**** Supplied data ****

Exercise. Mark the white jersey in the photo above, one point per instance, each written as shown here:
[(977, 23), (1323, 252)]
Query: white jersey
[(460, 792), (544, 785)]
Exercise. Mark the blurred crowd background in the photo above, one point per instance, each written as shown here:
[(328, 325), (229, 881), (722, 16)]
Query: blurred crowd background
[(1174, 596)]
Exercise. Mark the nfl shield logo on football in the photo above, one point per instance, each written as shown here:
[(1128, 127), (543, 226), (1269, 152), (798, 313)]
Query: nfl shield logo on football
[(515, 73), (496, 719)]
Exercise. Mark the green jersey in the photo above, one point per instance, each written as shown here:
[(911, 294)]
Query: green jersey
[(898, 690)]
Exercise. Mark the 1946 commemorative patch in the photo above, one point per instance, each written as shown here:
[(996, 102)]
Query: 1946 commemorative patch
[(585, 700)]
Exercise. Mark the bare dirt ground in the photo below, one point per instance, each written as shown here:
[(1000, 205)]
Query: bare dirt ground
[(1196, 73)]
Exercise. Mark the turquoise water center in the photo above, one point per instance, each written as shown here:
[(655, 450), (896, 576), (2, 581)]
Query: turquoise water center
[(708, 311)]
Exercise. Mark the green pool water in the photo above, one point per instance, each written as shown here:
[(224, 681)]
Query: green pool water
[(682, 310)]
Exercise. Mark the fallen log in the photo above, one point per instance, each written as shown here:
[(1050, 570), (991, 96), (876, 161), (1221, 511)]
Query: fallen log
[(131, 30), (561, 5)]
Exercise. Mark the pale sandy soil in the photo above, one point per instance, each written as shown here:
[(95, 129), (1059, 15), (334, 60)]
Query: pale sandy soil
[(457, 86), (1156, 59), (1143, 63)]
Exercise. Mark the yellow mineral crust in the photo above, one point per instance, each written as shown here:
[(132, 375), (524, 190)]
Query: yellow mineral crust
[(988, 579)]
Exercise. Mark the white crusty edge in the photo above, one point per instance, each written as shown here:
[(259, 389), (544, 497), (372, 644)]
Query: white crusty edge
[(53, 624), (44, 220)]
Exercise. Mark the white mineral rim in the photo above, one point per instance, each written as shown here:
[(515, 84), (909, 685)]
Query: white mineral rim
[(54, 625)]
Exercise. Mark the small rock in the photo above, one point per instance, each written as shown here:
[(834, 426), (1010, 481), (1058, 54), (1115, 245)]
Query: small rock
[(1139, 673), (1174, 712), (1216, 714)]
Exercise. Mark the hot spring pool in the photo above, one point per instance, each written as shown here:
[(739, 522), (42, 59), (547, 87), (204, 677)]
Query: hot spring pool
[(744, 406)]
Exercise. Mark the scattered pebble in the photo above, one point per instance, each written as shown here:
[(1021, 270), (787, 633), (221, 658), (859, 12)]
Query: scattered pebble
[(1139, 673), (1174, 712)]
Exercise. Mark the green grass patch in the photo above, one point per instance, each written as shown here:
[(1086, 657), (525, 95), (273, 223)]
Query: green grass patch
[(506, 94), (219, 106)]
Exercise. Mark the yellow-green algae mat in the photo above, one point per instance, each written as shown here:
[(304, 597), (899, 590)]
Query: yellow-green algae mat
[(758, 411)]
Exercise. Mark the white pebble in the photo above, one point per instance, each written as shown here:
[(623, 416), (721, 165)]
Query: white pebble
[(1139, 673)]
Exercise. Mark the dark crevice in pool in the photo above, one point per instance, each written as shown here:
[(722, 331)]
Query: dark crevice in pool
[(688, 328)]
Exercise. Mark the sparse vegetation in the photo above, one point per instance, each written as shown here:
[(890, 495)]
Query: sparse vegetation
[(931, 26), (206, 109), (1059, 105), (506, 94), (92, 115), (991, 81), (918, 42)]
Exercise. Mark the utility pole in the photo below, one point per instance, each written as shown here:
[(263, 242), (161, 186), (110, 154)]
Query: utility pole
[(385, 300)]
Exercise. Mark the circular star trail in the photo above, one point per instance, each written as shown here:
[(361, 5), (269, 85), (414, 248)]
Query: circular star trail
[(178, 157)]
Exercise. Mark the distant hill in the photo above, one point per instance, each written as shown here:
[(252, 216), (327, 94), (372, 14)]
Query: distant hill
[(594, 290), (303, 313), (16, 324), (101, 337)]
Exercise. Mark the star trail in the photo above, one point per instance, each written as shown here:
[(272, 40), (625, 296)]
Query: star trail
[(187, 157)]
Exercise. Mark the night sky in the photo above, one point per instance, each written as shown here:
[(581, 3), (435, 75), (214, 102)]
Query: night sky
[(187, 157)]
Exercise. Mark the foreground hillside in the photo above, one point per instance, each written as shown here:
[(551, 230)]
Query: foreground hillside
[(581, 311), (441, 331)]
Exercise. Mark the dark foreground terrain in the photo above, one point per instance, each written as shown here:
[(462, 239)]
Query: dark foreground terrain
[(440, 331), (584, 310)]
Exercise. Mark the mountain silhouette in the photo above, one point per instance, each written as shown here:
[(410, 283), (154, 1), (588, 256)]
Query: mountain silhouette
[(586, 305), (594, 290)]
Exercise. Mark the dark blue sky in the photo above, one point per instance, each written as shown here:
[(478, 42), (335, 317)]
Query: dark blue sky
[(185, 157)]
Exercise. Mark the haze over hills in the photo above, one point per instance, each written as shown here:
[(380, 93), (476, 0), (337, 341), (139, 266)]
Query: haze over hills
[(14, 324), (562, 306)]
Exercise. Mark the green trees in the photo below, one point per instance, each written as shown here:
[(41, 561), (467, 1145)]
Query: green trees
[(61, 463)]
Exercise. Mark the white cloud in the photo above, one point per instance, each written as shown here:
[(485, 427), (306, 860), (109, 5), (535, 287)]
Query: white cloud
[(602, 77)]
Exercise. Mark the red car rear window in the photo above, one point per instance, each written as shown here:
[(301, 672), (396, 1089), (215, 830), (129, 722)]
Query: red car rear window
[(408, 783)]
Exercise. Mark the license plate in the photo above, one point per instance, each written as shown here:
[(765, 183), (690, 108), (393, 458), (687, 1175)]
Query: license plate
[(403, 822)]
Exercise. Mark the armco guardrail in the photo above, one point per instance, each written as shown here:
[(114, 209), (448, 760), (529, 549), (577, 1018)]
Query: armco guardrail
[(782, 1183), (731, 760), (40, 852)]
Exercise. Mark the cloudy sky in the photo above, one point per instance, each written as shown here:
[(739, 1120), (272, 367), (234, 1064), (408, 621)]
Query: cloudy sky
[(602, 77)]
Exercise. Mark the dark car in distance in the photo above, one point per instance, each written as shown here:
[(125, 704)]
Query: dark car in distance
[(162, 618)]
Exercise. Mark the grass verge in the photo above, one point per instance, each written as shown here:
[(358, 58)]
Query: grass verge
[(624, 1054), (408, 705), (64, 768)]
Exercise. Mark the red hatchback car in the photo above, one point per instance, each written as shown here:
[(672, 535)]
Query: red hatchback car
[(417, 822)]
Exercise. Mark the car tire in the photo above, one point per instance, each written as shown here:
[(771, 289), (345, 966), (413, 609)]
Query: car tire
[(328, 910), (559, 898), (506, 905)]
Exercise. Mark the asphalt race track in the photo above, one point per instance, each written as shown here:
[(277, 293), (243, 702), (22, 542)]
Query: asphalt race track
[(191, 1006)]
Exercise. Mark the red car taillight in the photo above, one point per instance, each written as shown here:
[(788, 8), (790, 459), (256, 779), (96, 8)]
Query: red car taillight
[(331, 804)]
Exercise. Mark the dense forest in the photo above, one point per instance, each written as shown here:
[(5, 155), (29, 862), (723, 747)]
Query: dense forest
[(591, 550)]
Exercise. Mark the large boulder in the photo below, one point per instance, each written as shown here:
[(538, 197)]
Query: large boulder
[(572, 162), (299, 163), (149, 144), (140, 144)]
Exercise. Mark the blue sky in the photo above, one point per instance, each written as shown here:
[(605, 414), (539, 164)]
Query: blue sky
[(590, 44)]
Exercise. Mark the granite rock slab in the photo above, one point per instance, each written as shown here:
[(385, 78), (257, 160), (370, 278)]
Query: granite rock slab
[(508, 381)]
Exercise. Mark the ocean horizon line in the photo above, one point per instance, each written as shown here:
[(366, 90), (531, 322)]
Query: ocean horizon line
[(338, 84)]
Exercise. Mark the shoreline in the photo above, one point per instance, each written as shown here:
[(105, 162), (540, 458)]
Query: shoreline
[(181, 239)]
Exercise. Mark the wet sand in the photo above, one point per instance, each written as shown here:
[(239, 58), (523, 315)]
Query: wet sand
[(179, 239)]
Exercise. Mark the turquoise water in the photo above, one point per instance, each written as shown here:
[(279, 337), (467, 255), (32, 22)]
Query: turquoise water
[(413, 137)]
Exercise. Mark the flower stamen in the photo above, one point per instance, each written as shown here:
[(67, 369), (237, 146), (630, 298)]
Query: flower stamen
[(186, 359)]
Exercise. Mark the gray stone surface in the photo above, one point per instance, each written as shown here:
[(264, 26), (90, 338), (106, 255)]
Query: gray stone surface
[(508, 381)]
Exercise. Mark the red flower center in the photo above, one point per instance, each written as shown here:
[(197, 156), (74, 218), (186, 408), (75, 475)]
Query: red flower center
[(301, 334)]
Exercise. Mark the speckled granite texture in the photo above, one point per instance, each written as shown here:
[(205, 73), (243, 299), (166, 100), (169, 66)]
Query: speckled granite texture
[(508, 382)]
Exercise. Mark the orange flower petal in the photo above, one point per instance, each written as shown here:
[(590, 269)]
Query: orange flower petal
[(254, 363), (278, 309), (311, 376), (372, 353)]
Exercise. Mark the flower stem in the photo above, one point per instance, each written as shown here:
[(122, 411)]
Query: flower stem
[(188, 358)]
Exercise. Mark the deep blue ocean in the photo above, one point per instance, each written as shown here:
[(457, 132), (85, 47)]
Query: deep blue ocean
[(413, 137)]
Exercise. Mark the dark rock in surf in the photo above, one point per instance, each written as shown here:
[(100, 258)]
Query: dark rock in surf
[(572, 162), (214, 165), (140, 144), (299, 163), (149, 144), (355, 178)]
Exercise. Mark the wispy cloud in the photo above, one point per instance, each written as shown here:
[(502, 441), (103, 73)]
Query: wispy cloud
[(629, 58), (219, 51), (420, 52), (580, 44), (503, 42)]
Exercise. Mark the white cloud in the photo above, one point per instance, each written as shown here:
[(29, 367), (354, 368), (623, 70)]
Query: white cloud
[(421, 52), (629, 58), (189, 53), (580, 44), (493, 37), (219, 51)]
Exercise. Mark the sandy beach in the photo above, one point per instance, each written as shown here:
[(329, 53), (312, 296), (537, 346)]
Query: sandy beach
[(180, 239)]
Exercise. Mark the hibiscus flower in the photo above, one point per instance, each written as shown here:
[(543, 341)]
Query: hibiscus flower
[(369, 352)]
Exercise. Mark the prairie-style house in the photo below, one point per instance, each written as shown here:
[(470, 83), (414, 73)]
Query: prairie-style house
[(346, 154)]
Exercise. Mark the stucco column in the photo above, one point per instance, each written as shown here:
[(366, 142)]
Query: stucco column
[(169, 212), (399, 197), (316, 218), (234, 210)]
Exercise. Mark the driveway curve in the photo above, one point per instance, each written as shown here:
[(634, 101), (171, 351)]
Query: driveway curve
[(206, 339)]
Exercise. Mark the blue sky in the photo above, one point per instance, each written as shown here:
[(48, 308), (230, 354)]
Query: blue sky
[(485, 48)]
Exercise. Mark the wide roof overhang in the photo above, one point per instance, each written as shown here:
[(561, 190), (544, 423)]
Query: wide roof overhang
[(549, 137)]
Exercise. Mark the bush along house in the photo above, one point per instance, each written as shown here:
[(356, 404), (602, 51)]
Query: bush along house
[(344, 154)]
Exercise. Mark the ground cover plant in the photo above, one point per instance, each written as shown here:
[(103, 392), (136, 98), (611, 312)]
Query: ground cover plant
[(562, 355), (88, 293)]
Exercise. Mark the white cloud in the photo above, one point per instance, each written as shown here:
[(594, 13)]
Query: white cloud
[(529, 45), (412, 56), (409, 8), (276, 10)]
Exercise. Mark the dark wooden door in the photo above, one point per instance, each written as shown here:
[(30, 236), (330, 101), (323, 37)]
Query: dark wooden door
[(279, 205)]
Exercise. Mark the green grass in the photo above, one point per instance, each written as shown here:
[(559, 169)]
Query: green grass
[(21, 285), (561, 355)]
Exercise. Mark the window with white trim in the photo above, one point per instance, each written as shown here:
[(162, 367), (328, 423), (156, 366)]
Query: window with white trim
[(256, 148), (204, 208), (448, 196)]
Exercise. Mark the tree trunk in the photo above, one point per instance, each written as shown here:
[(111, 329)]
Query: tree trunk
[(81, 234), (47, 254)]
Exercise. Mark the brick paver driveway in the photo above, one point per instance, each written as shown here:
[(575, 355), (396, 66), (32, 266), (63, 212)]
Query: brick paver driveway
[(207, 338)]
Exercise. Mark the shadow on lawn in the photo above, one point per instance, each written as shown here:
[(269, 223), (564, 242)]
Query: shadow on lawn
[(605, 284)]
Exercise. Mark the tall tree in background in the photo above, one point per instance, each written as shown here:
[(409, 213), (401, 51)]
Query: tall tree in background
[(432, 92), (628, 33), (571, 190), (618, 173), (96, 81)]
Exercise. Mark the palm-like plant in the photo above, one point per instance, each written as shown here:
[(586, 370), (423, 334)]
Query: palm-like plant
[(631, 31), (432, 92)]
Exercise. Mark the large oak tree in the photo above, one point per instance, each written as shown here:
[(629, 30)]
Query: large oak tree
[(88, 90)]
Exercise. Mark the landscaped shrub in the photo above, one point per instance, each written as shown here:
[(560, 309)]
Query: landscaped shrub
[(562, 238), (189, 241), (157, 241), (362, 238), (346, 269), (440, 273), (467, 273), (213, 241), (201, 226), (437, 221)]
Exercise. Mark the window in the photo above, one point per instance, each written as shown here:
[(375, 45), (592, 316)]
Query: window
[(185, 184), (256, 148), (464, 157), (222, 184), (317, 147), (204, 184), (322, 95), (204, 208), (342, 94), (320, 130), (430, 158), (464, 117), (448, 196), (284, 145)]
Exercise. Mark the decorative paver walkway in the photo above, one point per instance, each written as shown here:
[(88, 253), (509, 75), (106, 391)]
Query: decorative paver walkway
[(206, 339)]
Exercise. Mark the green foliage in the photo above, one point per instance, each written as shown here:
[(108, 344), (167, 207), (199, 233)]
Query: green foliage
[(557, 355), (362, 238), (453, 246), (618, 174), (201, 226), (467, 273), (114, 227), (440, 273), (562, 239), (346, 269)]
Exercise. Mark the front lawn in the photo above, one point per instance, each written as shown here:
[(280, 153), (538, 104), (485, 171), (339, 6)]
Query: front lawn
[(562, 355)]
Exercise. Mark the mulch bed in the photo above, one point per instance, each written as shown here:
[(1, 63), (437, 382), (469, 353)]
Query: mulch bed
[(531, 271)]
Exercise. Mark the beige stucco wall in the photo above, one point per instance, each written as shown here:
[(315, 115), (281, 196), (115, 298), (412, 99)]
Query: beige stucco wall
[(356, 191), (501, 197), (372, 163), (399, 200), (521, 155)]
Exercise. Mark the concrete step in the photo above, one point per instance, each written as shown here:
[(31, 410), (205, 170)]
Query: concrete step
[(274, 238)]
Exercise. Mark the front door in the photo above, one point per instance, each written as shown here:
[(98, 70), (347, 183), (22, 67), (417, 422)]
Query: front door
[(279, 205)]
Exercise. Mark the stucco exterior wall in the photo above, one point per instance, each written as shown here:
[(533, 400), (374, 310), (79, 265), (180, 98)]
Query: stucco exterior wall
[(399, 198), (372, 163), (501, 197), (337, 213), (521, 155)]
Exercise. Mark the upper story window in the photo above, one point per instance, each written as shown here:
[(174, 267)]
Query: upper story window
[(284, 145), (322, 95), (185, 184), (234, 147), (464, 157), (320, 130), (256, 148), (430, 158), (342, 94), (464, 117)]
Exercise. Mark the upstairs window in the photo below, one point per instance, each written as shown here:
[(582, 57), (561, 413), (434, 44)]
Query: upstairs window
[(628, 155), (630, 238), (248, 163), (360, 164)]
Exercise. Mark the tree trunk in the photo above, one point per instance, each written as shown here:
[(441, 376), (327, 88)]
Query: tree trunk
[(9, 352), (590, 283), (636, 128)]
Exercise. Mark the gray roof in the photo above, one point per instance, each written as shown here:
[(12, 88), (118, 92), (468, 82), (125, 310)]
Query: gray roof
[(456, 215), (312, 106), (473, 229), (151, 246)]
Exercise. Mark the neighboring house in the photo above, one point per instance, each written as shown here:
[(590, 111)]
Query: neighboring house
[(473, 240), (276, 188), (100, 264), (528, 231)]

****

[Goal]: Put the lines above, from the line with "Exercise. Mark the dense" through the line with "[(181, 239)]", into a Markdown table with the columns Row and Text, skipping any blank lines. Include only those lines.

[Answer to the problem]:
| Row | Text |
|---|---|
| 1 | Exercise. Mark the dense forest in the photo above, one point per instance, each written as shown here: |
| 2 | [(5, 155), (29, 862), (723, 747)] |
| 3 | Query: dense forest |
| 4 | [(591, 550)] |
| 5 | Exercise. Mark the large boulder in the photo below, one point per instance, each written as shown here: |
| 6 | [(538, 197)] |
| 7 | Query: large boulder |
| 8 | [(572, 162), (299, 163), (149, 144), (140, 144)] |
| 9 | Exercise. Mark the blue sky in the photo above, one point per instance, each written as shown here: |
| 10 | [(605, 414), (539, 164)] |
| 11 | Query: blue sky |
| 12 | [(590, 44)] |
| 13 | Exercise. Mark the granite rock slab in the photo above, one point per instance, each written as shown here: |
| 14 | [(385, 78), (257, 160), (370, 278)] |
| 15 | Query: granite rock slab |
| 16 | [(508, 381)] |
| 17 | Exercise. Mark the ocean horizon line in the photo above, one point per instance, each written as shown here: |
| 18 | [(366, 90), (531, 322)] |
| 19 | Query: ocean horizon line |
| 20 | [(338, 84)] |
| 21 | Exercise. Mark the shoreline in the photo above, one point per instance, each written as shown here: |
| 22 | [(105, 162), (540, 458)] |
| 23 | Query: shoreline |
| 24 | [(181, 239)] |